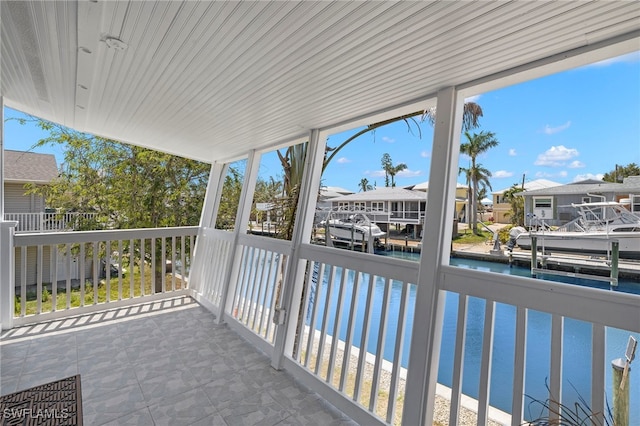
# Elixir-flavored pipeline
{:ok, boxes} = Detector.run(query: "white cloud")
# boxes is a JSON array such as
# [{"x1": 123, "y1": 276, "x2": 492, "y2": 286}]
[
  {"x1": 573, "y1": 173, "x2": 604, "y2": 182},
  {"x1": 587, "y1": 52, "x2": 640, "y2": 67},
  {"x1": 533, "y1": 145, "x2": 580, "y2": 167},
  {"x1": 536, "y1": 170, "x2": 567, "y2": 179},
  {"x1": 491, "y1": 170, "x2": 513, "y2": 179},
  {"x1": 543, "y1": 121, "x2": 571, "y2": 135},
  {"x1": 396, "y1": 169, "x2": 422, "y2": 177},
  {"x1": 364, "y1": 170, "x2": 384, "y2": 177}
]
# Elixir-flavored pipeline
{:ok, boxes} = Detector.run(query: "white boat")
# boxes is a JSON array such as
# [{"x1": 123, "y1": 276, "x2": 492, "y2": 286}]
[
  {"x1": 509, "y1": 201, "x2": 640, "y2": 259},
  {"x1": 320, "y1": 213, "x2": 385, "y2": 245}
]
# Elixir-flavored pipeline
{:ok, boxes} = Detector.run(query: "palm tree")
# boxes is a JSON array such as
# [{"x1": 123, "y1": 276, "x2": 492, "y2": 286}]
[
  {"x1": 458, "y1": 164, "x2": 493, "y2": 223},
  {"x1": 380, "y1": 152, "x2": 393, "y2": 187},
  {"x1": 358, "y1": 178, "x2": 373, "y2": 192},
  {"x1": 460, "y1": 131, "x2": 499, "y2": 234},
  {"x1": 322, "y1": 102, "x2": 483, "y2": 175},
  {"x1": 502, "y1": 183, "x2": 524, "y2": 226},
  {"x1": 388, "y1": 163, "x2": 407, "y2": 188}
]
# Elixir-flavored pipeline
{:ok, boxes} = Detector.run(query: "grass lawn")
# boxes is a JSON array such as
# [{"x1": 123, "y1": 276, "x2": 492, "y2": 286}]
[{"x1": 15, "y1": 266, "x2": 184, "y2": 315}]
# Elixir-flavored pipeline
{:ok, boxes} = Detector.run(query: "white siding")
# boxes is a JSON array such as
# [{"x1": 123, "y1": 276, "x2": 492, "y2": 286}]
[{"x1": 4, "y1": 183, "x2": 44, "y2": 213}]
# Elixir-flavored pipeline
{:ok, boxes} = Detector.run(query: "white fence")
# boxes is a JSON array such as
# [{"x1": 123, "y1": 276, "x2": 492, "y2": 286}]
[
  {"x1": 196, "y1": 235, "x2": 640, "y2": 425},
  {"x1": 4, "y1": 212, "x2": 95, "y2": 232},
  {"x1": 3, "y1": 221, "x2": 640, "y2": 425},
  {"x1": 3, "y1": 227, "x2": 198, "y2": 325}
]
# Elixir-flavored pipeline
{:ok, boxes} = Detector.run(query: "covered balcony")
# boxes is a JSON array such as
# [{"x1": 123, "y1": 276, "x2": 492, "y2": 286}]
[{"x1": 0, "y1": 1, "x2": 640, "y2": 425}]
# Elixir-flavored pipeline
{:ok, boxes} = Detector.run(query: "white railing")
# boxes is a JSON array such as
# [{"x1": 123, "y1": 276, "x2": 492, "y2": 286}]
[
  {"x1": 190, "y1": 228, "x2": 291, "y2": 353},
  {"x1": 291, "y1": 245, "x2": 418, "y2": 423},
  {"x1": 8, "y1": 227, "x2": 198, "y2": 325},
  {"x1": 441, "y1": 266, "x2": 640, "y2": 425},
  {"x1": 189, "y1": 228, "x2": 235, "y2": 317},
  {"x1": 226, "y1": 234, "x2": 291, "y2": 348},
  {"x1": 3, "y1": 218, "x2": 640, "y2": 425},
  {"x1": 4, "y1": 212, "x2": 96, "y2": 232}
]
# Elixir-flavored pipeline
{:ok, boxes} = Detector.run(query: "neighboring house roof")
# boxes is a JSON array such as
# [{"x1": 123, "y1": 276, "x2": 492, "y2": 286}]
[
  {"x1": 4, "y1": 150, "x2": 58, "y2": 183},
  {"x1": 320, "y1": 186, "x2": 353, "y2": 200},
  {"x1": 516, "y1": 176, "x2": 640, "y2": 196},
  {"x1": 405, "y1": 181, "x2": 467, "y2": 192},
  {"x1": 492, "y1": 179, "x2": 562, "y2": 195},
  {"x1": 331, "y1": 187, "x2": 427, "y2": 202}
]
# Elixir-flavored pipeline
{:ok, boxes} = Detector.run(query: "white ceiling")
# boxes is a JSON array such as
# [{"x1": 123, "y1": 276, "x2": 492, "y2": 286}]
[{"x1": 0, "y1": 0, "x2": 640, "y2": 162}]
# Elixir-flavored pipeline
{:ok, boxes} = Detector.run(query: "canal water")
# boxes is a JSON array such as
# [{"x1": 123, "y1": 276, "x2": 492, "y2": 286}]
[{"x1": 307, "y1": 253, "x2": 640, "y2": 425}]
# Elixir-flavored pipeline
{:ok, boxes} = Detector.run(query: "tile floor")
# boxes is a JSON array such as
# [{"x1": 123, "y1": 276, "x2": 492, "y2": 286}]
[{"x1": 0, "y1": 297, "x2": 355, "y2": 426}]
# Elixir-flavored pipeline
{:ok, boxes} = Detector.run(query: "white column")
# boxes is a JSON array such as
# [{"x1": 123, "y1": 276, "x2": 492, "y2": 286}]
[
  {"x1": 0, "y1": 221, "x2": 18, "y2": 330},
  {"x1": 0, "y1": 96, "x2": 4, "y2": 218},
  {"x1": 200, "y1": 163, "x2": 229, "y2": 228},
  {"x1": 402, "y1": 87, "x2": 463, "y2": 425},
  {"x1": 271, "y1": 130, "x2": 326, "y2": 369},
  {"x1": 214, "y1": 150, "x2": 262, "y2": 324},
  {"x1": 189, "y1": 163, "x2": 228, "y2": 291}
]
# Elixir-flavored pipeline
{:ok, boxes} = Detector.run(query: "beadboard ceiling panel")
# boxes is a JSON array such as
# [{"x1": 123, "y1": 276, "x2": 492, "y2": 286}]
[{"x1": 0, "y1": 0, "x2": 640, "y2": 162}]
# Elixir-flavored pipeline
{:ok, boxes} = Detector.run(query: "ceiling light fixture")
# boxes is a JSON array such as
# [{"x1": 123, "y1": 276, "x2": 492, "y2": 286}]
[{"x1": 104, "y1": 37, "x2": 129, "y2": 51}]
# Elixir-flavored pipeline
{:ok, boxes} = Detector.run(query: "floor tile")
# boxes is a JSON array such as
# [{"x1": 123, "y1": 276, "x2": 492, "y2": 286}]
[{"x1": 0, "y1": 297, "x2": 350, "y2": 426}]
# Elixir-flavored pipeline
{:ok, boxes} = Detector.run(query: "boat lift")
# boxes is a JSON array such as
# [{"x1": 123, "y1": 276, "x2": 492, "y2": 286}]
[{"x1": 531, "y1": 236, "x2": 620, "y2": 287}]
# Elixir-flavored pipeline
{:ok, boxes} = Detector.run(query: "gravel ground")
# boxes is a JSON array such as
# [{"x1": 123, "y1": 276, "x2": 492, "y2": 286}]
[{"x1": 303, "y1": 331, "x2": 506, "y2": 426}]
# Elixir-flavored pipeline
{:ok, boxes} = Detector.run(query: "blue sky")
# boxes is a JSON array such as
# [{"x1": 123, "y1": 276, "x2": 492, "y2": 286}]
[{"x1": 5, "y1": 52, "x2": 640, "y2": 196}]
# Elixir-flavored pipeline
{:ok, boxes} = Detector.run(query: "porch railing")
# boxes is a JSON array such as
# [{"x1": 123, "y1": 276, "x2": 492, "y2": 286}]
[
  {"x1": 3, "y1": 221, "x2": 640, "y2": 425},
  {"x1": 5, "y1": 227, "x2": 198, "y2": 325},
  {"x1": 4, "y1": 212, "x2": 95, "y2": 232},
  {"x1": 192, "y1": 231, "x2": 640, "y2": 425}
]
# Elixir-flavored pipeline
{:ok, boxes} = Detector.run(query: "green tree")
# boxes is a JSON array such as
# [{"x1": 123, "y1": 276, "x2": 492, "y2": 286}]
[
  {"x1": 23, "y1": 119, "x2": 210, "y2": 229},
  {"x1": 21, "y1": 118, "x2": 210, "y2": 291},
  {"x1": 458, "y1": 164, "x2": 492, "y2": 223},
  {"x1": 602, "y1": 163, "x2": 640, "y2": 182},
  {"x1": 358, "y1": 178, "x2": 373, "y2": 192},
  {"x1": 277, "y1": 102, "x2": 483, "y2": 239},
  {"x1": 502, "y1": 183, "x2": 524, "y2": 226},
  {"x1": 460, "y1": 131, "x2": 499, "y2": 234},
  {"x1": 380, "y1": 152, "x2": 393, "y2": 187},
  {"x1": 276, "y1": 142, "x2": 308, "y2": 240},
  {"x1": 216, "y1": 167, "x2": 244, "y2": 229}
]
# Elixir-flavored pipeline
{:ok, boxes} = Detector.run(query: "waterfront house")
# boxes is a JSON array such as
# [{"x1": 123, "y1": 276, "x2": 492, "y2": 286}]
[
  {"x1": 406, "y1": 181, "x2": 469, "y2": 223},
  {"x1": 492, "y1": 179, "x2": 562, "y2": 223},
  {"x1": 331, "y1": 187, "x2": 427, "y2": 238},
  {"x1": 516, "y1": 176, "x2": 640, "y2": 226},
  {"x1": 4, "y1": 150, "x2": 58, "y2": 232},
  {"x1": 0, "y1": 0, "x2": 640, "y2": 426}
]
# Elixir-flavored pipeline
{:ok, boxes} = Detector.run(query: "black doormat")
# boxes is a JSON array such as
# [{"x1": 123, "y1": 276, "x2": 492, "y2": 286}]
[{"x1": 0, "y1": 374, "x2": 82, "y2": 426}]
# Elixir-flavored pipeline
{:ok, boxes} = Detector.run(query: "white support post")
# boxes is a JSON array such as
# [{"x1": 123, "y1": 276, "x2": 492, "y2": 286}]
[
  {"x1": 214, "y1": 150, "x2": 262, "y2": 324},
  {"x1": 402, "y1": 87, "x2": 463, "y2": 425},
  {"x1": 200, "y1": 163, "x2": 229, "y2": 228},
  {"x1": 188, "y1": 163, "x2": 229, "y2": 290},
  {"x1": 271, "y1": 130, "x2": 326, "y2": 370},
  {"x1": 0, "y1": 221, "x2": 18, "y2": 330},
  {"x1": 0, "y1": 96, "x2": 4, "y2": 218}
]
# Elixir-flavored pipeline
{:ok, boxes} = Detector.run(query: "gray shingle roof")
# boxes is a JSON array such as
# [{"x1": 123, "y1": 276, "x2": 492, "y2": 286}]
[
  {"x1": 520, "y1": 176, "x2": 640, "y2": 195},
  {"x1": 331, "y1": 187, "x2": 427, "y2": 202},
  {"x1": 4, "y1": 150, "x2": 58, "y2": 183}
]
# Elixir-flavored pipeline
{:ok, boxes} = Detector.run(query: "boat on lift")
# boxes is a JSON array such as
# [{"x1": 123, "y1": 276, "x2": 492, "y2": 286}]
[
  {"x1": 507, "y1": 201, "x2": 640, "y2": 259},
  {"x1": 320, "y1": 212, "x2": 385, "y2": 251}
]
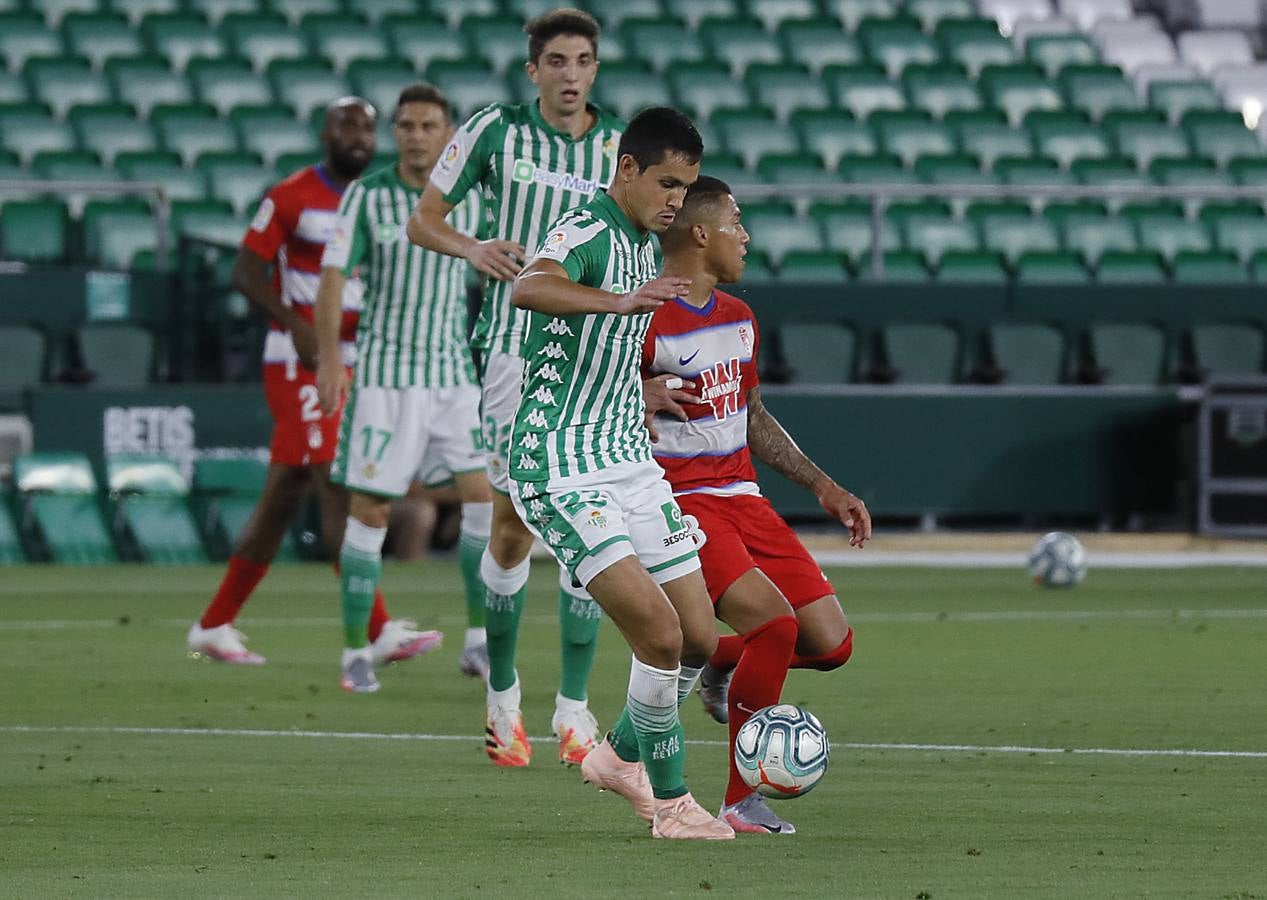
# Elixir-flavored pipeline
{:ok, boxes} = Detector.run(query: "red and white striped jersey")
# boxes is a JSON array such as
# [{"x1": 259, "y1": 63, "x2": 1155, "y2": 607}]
+ + + + +
* _PROBLEM TO WORK ON_:
Pull out every line of the listing above that contains the string "floor", treating uppercase and lowercase as different.

* _FULL RESPONSE_:
{:ok, boxes} = Detector.run(query: "tile floor")
{:ok, boxes} = Detector.run(query: "floor tile")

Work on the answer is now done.